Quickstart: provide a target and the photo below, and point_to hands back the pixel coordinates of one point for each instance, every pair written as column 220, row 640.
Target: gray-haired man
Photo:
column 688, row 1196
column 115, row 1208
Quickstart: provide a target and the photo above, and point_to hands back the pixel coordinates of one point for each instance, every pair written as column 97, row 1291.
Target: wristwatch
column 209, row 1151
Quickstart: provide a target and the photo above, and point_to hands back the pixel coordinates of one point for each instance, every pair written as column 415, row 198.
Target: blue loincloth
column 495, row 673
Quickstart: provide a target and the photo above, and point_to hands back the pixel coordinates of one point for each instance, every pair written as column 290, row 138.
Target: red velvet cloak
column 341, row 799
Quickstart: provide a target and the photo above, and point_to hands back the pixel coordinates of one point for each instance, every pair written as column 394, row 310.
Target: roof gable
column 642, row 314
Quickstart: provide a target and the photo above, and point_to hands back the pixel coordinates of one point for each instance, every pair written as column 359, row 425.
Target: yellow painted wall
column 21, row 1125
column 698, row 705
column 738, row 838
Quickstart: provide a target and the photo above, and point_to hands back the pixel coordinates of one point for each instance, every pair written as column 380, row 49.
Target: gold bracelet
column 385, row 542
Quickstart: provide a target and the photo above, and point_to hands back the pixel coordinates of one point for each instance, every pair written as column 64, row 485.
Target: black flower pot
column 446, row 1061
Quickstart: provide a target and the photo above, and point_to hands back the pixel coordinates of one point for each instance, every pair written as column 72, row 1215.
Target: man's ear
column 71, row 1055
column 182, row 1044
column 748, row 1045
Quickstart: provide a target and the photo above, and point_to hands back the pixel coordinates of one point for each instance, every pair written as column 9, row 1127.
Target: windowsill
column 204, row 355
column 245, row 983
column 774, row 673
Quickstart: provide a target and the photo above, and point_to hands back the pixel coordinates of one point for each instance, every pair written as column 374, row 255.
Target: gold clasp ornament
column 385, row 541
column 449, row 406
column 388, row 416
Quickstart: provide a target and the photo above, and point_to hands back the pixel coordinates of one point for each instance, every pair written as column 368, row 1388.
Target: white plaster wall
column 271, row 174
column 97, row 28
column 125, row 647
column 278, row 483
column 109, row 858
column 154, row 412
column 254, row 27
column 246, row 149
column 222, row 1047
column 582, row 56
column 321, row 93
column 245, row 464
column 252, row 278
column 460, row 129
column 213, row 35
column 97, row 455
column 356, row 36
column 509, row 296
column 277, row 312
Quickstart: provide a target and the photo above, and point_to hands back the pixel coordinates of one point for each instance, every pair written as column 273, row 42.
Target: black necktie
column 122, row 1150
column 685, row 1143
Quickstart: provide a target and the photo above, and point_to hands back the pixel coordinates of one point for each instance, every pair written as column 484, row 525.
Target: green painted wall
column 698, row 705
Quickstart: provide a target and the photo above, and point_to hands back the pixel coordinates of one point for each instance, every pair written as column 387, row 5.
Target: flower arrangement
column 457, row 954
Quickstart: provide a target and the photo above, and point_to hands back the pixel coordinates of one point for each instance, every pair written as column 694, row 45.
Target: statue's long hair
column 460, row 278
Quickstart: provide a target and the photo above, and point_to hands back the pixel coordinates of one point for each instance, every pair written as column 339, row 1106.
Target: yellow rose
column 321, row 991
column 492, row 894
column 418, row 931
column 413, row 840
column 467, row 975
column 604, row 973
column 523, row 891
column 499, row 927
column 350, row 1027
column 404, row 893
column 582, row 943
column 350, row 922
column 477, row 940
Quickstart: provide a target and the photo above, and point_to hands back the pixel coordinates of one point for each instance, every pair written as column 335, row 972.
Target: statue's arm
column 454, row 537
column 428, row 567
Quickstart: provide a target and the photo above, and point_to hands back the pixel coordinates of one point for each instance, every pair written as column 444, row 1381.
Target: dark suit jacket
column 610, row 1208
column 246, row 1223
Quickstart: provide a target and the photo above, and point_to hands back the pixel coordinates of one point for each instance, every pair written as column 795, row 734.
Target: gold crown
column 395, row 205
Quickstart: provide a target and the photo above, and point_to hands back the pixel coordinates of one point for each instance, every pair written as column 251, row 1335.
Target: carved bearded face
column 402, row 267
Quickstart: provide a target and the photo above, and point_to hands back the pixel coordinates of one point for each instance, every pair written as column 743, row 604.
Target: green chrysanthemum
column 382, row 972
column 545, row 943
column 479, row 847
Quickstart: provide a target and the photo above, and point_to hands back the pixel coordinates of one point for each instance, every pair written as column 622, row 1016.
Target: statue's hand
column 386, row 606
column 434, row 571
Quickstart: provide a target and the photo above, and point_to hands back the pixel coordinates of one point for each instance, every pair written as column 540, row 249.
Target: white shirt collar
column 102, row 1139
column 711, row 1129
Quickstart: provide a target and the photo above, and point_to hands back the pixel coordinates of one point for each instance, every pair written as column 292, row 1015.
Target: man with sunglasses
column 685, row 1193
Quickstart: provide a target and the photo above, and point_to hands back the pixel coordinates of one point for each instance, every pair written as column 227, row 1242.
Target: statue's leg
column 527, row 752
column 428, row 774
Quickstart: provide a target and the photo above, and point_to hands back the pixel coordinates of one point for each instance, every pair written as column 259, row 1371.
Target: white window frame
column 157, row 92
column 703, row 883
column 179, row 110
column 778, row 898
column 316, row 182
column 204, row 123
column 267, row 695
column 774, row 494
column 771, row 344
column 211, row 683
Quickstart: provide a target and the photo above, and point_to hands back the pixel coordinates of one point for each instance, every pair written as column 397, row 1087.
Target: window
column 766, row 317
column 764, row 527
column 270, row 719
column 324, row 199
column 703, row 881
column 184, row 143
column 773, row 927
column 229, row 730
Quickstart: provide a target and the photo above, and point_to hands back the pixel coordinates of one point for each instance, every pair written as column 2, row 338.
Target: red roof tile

- Do this
Duplicate the part of the data that opens with the line containing "795, row 734." and closes with the line containing "column 434, row 571", including both of those lines.

- Completed exercise
Quickstart: provide a target and the photo above, and point_to hands back the pixel coordinates of one point for each instance, every pair written as column 795, row 734.
Target: gold crown
column 395, row 205
Quickstart: provide a target and the photo above, and point_to hands back the pixel coordinates of one point for each instance, every pair written as column 251, row 1335.
Target: carved bearded face
column 402, row 267
Quickstart: provide a target and the photo above, and point_to hands back the pixel coordinates of one point for each instance, every pair written as column 743, row 604.
Target: green chrysanthemum
column 382, row 972
column 545, row 943
column 479, row 847
Quickstart: provide a target and the photo above, and point_to hands back the pixel coordinates of one point for each instance, every pair written as column 622, row 1016.
Target: statue's hand
column 386, row 606
column 434, row 571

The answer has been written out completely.